**TEXTO**
-----
Continúo aquí el texto sobre la fiesta de muertos mexicana cuya primera parte colgué el día anterior en avería:
Supongo, en cualquier caso que, vistas las circunstancias antes aludidas, se entenderán mejor las razones por las que se ha forjado e ido creciendo en México el culto a la Santa Muerte. Un culto criticado por la iglesia y los poderes y estamentos oficiales que me parece que no es sino una consecuencia y manifestación lógica de la relación histórica y cotidiana del mexicano con la parca. Una creencia que, antes o después, miles de ciudadanos iban a adoptar. De hecho, las críticas vertidas contra él, proceden en su mayor parte de las instituciones antes citadas, las cuales desearían tener bajo su control a todas esas personas -generalmente, integrantes de las capas más bajas de la sociedad- que al fin encuentran alguien en quien confiar.
-----
**EXTRACTOS DE ÍTEMS**
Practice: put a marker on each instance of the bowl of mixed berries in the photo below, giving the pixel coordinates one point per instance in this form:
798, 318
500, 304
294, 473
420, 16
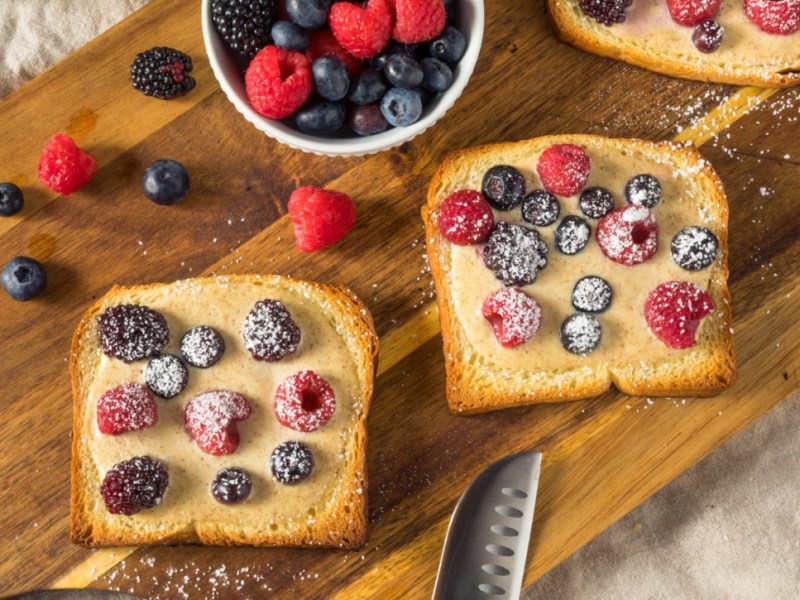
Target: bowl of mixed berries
342, 78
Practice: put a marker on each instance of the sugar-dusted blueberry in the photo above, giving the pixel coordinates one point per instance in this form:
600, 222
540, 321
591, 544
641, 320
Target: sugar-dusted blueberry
23, 278
290, 36
269, 331
503, 186
592, 294
131, 332
540, 208
330, 77
449, 46
11, 199
166, 376
367, 87
596, 202
572, 235
581, 333
694, 248
231, 485
291, 462
515, 254
320, 117
643, 189
202, 346
401, 107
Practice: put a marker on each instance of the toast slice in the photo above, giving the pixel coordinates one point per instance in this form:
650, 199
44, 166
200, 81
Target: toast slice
337, 341
649, 38
484, 375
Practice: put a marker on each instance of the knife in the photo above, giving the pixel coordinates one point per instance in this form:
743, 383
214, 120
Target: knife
487, 540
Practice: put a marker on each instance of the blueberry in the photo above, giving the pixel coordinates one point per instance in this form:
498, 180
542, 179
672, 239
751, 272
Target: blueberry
23, 278
320, 117
367, 120
436, 76
503, 186
231, 485
367, 87
11, 199
449, 46
330, 77
540, 208
286, 34
165, 182
401, 107
596, 202
403, 71
309, 14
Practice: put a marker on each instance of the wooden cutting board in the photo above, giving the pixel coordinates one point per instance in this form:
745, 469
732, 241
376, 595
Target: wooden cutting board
602, 457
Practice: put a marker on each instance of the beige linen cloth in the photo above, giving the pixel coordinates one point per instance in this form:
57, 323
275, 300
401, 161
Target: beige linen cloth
727, 528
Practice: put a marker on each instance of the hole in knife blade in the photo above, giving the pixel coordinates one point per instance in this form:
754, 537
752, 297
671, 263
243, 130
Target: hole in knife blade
514, 493
500, 550
495, 569
503, 530
492, 590
508, 511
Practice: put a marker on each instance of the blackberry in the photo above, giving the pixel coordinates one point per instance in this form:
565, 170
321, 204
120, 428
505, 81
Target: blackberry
605, 12
515, 254
162, 73
245, 25
269, 331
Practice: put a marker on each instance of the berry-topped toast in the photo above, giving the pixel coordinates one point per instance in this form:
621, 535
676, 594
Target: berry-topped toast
567, 264
222, 411
743, 42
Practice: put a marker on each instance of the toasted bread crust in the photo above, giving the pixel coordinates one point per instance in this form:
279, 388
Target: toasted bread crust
572, 29
342, 523
466, 395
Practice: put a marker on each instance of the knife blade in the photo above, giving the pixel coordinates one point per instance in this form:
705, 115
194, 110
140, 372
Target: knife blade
487, 540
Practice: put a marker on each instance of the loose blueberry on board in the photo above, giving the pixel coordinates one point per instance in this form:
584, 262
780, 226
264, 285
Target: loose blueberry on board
580, 333
291, 462
202, 346
503, 186
11, 199
165, 182
290, 36
592, 294
401, 107
330, 77
23, 278
166, 376
231, 486
540, 208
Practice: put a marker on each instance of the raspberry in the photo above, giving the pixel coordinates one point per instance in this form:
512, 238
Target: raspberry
673, 312
774, 16
304, 402
629, 235
320, 217
564, 169
127, 407
130, 332
363, 32
269, 332
515, 316
323, 43
465, 218
210, 419
418, 20
691, 12
63, 167
131, 485
278, 82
-----
**TAREAS A REALIZAR**
[1] Responde estas preguntas con lo que dice el texto sobre la Santa Muerte.
(a) ¿De qué fiesta trata el texto que aquí continúa?
(b) ¿Quiénes critican el culto a la Santa Muerte?
(c) ¿A qué capas de la sociedad suelen pertenecer las personas que esas instituciones desearían tener bajo su control?
[2] Retoma el texto sobre la Santa Muerte y escribe cómo sigue a partir de su última oración.

**LISTA DE RESPUESTAS**
[1]
(a) De la fiesta de muertos mexicana.
(b) La iglesia y los poderes y estamentos oficiales.
(c) A las capas más bajas de la sociedad.

[2]
Los que nada tienen y poseen (a excepción de su propia vida, un lecho en que dormir y dos o tres mudas de ropa) saben que pueden creer plenamente en un símbolo que no falla nunca. Probablemente, la única verdad absoluta que a lo largo de toda su vida, podrán encontrar. El único icono que nadie puede robarles ni usurparles: la muerte. La señora que les abrazará en su seno, los disolverá en su soplo inaudible y los cobijará, terminando con las penas de una vida que, en ocasiones, hubiera sido mejor no haber vivido. Una mujer santa que cumplirá su promesa y se llevará cada cierto tiempo a algunos de ellos sin objeción ni remisión alguna. Personas humildes cuyo futuro fallecimiento es, en muchos casos, la única posesión real que tienen. Su única esperanza. La respuesta más completa, descarnada y verdadera que han encontrado para insuflarse fuerzas frente a todo un estado de cosas que prácticamente no les ha dejado otra salida que adorar a la dama de la guadaña para mantenerse con vida.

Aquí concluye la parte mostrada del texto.